*Consignas del ejercicio*
**A.** En el hilo sobre la prueba del PUT, ¿puedes sustituir "multimetro digital" por "tester digital" y reescribir la parte que comienza con las palabras "## carlreng (Feb" y termina con "quedo muy agradecido."?
**B.** ¿Cómo resumirías en tres oraciones el hilo sobre la prueba del PUT?

*Texto seleccionado*

# Prueba de un put - ( UJT programable )



## carlreng (Feb 19, 2013)

Por favor, quien puede orientarme para poder probar con un multimetro digital un transistor PUT, y tambien hacerlo con uno analogico. quedo muy agradecido.


----------



## DOSMETROS (Feb 20, 2013)

Medido sobre 2N4871 y 2N2646

Tester analógico escala X 100 (Para medir resistencias tiene las puntas invertidas , o sea el rojo es negativo y negro positivo)

*E* a* B1 = 32 Ω*
*E* a* B2 = 27 Ω*

*E* a *B1 =* infinito aun en X 1.000
*E* a *B1 =* idem

*B1* a* B2* = 60 Ω
*B1* a *B2* = 60 Ω

Tuviste suerte justo estaba trabajando con estos UNJ 

Si no los conseguis hacetelos , es lo mismo que un tiristor pero con el gate tomado del lado del ánodo :



Saludos !


----------



## ivaan (Jul 22, 2015)

hola, me pueden ayudar con un 2n6028? es un PUT pero midiendo todas las patas da siempre infinito, o sea no mide resistencia. esta quemado?


----------



## Fogonazo (Jul 22, 2015)

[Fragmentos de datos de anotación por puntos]
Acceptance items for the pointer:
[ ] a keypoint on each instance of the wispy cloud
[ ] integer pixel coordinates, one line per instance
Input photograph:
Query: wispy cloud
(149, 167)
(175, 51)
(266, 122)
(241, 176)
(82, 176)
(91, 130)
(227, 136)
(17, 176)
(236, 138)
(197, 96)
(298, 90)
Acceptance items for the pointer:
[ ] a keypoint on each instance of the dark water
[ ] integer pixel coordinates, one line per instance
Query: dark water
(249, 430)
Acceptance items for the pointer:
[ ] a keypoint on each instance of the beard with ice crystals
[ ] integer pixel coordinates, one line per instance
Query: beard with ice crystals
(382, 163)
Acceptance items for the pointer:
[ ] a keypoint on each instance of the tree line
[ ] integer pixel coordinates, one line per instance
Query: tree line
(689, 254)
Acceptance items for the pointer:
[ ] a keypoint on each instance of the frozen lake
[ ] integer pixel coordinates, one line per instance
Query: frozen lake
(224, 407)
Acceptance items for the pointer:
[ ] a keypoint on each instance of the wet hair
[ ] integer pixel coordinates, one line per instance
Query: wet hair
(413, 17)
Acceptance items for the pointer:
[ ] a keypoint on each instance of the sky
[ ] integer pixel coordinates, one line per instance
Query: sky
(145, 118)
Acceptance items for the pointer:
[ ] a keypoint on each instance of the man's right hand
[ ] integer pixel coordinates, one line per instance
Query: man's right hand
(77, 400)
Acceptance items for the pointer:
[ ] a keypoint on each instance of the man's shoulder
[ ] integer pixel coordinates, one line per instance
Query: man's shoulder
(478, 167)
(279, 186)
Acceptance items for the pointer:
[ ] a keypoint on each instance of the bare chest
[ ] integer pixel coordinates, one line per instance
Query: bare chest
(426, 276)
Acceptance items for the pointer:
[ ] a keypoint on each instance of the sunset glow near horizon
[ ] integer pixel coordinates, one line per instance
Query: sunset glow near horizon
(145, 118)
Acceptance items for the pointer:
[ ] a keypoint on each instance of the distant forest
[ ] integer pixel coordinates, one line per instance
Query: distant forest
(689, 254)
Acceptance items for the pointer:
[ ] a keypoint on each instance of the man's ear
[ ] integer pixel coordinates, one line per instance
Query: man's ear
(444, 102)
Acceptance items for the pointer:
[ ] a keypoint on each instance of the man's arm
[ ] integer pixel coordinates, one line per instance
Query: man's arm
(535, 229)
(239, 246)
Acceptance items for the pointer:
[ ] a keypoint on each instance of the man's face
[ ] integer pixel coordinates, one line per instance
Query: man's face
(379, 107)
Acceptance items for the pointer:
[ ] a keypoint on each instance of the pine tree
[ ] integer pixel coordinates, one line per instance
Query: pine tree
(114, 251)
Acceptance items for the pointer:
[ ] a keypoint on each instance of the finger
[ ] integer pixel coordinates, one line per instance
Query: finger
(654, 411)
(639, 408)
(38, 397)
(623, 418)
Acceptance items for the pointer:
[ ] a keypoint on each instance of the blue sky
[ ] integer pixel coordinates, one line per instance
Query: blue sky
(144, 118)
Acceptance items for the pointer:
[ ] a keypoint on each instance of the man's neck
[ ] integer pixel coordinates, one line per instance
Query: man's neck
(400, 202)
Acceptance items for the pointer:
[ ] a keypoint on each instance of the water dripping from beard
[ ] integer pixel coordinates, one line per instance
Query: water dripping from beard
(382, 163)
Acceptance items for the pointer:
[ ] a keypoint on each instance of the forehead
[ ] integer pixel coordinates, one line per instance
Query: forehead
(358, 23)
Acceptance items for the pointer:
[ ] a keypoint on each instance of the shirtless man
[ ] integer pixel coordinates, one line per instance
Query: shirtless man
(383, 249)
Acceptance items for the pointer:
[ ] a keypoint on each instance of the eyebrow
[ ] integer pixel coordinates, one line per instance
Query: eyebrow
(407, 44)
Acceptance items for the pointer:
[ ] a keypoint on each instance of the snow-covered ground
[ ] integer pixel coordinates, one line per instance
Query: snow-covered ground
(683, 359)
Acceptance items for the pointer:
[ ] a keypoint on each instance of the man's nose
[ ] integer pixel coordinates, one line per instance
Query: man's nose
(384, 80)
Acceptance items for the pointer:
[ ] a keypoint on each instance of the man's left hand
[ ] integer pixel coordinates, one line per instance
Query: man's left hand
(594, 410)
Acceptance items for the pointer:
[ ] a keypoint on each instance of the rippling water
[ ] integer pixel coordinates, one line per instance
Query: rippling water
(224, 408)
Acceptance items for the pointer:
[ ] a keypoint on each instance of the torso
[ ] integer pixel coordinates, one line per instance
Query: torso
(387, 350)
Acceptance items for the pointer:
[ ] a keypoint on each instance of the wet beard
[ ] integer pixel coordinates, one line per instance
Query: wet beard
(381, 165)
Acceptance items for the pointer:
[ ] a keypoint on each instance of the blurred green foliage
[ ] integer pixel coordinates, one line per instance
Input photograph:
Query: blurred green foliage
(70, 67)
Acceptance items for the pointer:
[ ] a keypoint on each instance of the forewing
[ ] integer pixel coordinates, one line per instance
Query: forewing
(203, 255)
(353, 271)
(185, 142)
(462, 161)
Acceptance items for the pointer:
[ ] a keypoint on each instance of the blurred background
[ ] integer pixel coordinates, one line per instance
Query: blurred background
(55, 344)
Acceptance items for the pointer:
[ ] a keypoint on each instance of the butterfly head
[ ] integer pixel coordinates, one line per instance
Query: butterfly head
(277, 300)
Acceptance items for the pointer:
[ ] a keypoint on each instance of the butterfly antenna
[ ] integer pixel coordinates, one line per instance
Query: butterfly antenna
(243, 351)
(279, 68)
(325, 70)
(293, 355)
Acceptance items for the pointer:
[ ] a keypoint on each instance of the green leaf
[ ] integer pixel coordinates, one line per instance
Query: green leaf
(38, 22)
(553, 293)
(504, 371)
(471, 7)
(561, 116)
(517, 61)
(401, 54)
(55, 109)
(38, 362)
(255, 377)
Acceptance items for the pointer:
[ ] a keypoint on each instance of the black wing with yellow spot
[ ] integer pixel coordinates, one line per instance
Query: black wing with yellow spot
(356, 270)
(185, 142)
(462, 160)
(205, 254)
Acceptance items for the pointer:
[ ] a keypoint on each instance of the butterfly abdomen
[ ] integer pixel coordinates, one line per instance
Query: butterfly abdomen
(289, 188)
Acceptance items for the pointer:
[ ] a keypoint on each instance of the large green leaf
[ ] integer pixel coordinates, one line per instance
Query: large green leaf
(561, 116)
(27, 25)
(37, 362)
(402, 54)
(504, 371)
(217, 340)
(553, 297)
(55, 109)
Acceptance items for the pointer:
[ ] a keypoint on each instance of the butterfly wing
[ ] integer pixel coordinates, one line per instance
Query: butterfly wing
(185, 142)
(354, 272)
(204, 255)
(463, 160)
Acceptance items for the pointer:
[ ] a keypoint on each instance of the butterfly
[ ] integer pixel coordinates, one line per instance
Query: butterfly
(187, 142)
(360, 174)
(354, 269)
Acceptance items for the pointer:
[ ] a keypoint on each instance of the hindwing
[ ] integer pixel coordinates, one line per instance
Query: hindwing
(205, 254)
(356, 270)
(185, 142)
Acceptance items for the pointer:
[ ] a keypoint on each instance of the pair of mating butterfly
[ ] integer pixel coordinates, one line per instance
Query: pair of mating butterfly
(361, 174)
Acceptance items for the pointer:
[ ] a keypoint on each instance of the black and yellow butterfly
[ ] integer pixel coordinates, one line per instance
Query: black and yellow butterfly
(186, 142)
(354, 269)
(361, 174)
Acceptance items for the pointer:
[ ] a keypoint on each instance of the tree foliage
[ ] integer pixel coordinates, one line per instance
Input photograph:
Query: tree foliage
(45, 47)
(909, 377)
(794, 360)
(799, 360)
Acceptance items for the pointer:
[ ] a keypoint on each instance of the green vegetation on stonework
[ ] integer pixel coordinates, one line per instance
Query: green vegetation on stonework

*Respuestas*
**A.**
## carlreng (Feb 19, 2013)

Por favor, quien puede orientarme para poder probar con un tester digital un transistor PUT, y tambien hacerlo con uno analogico. quedo muy agradecido.

**B.** Un usuario pide orientación para probar un transistor PUT con un multímetro digital y con uno analógico. Otro responde con mediciones hechas sobre un 2N4871 y un 2N2646 con un tester analógico en escala X 100, entre ellas 60 Ω de B1 a B2 en ambos sentidos, y explica que el componente equivale a un tiristor con el gate tomado del lado del ánodo. Más tarde, un tercer usuario pregunta si su 2N6028 está quemado, porque al medir todas las patas obtiene siempre infinito.